Document passage »
▼

[kenrexford]

Work Point Count, Goren, Losing Trick Count, etc.: I look at my hand, and perhaps partner's.

LTT, I Fought the LTT: I look at the deal, plus our fits or outr shortness or our working values, or whatever.

A while back, I was curious about whether any mathematical tools might assist people in evaluating position. I found a lot of teammates missing games because of HCP-itis. I had recognized that certain layouts produced more tricks than expected, because of position, and I tried to explain this. But, it was useless.

Nonetheless, I had a rudimentary concept I called the "Fifth Ace." When the high cards are laid out N(14)-E(14)-S(4)-W(8), roughly, E-W make game more often than "should be." I called this "phenonomon" the missing "fifth Ace." The reliability of this thesis was increased when East held greater numbers of "finessable positions," meaning honor holdings that could be promoted by position (KJx, AQx, KQx, AJx, and the like). A sexier mathematical analysis could be done if East added a point for each "finessable position." (+1 for AQx, +2 for AQ10, etc.)

The same principle worked for 14-4-8-14, for the opening side.

A similar principle seemed to enable unexpected tricks when the layout was 16-10-4-10, with no fit after a two-suited overcall of a strong 1NT, played in 2NT by the overcallers.

I then dropped the issue for other matters.

I am curious as to whether anyone has ever worked this sort of thing up into a workable theory.

On a similar note, the inverse of this principle facilitates penalty doubles. This is especially the case when "finessable positions" are present in the opposition trump suit, well-placed. Or, for penalty redoubles.

▲

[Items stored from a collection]
▼

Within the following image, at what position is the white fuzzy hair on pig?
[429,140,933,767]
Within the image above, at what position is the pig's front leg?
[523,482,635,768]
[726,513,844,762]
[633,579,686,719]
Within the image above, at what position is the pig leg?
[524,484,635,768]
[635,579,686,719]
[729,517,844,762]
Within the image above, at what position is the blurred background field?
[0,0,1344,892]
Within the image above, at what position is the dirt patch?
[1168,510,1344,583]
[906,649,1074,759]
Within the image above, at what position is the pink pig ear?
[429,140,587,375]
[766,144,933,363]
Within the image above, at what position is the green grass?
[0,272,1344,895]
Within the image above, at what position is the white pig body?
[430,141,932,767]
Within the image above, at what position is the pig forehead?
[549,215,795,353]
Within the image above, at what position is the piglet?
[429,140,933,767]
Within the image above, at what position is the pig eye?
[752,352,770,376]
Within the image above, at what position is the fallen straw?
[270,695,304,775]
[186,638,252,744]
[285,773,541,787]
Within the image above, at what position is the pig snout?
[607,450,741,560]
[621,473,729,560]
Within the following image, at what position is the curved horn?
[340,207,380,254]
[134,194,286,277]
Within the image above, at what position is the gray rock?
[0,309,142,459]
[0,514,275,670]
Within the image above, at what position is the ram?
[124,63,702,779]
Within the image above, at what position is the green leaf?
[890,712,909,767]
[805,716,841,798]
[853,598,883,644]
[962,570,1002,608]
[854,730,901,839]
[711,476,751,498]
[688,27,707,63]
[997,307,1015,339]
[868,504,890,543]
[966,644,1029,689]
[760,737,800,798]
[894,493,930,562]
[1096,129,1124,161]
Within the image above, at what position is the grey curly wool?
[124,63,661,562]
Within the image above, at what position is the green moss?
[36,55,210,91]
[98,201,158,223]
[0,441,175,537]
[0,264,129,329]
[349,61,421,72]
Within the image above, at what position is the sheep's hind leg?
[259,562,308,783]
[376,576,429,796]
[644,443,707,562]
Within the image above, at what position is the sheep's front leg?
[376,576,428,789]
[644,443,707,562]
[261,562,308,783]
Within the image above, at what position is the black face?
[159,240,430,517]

▲

Exercises »
**A)** Transcribe the bridge post, starting at "A similar principle" and ending at "a workable theory.".
**B)** Using the bridge post, state whether each claim holds, answering yes or no and quoting the words that settle it: (i) the writer found many teammates missing games because of HCP-itis; (ii) the writer gave the name "Fifth Ace" to the concept; (iii) the writer's attempt to explain the effect of position to others succeeded.
**C)** Answer these from the bridge post:
(i) What rough high-card layout does the "Fifth Ace" idea describe?
(ii) In the 16-10-4-10 layout, what contract did the overcallers play?
(iii) What does the inverse of the principle facilitate?
Work only from the bridge post, not from the listing.

Results by task »
**A)**
A similar principle seemed to enable unexpected tricks when the layout was 16-10-4-10, with no fit after a two-suited overcall of a strong 1NT, played in 2NT by the overcallers.

I then dropped the issue for other matters.

I am curious as to whether anyone has ever worked this sort of thing up into a workable theory.

**B)**
(i) Yes: "I found a lot of teammates missing games because of HCP-itis."
(ii) Yes: "I had a rudimentary concept I called the "Fifth Ace.""
(iii) No: "But, it was useless."

**C)**
(i) N(14)-E(14)-S(4)-W(8)
(ii) 2NT
(iii) Penalty doubles, and also penalty redoubles